▸ TEXT TO READ:
● ● ● ●
National Space Policy: Evolution By Stealth?
In recent years, Pentagon advocacy for pursuing a strategy of “space control” that includes war-fighting “in, from and through space”1 has reached a fever pitch. Top Pentagon and Air Force space officials have repeatedly testified to Congress and made public speeches about the need for the U.S. military to establish “space dominance” to counter enemies of the future. Some officials, such as General Lance Lord, chief of Air Force Space Command, have even declared that “war in space has begun.”2
What remains uncertain, however, is whether such a strategy actually has been politically endorsed at the White House level and is consistent with national space policy.
Officially, the National Space Policy promulgated by President Bill Clinton in 1996 still stands, a policy that had previously been interpreted as eschewing the deployment of anti-satellite (ASAT) weapons and weapons in orbit, reflecting more than 40 years of informal restraint both by Republican and Democratic administrations.
National security adviser Condoleezza Rice in 2002 launched a review of space policy, but that review is still pending. Indeed, in the four years since the inauguration of President George W. Bush, no new public documents that explain overarching administration (or Department of Defense) policy toward space weapons have been released. The single new policy paper relating to the issue was approved at Pentagon level, “DoD Policy on Space Control,” signed by Defense secretary Donald Rumsfeld in January 2001. That policy, however, is classified as secret.
● ● ● ●
▸ GIVEN INSTRUCTION: Translate this sentence from the text on national space policy into Spanish: "What remains uncertain, however, is whether such a strategy actually has been politically endorsed at the White House level and is consistent with national space policy."

▸ SUPPLIED INFORMATION:
● ● ● ●
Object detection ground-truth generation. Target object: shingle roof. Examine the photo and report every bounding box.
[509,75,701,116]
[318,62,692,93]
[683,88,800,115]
● ● ● ●
▸ ANSWER BELOW: Lo que sigue siendo incierto, sin embargo, es si tal estrategia ha sido realmente respaldada políticamente a nivel de la Casa Blanca y si es coherente con la política espacial nacional.